Stated task 1:
Answer these from the introduction below:
(a) Which two design components of the basic algorithm does it say will be explored?
(b) What does the gradient descent implementation in the final section estimate?
(c) Where can the source be seen if code is not displayed?
Stated task 2: Translate this sentence from the introduction below into Spanish: "First we introduce the basic algorithm and explore some of its important design components: step sizes and convergence checking."
— Begin Source document —
Introduction

First we introduce the basic algorithm and explore some of its important design components: step sizes and convergence checking.

The final section of this notebook shows a more sophisticated implementation of gradient descent for estimating logistic regression coefficients that uses a few advanced topics, so it’s OK to not understand all the code in a first read. Some interesting experiments to try in that section: changing the data generating parameters (n, p, sparsity, etc) or algorithm parameters (max_steps, tol).

(Note: if there’s any place where code is not displayed the source can be seen in the .Rmd file version of this notebook).
— End Source document —
— Begin Material provided —
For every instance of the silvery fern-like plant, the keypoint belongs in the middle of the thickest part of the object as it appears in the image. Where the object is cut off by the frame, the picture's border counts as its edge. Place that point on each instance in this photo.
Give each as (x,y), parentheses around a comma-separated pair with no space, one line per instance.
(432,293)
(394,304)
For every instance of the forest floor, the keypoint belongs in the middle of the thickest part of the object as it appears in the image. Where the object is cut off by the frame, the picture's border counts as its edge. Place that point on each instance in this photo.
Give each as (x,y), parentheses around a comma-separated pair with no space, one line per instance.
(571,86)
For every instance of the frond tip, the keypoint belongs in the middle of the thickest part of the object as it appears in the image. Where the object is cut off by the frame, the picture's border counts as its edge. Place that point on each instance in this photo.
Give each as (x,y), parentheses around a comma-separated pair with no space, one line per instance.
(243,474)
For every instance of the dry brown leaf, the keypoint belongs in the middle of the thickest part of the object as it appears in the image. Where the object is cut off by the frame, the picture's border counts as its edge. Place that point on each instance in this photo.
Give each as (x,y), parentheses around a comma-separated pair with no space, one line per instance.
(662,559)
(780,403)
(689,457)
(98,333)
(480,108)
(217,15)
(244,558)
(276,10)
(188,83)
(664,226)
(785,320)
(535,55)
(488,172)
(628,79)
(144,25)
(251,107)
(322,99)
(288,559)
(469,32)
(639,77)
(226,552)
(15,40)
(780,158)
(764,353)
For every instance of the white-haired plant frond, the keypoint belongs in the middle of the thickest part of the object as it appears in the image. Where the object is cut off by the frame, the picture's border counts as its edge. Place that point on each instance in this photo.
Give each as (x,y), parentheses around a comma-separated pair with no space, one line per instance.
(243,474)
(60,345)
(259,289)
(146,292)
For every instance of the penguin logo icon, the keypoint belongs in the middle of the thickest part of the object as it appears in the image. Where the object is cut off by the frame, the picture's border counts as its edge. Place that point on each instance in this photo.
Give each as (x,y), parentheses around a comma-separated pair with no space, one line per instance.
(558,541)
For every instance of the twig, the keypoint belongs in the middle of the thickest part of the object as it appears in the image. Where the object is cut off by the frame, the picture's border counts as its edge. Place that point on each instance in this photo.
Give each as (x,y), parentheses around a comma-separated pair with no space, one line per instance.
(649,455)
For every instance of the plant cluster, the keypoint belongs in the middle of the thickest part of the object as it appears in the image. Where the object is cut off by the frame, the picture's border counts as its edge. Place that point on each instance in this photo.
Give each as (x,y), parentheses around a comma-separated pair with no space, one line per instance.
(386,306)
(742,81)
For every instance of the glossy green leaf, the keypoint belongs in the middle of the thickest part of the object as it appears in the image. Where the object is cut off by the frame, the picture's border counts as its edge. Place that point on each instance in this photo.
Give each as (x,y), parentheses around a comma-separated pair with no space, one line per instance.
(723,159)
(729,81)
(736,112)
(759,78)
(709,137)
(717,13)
— End Material provided —
Expected output 1:
(a) Step sizes and convergence checking.
(b) Logistic regression coefficients.
(c) In the .Rmd file version of the notebook.

Expected output 2: Primero presentamos el algoritmo básico y exploramos algunos de sus componentes de diseño importantes: los tamaños de paso y la verificación de la convergencia.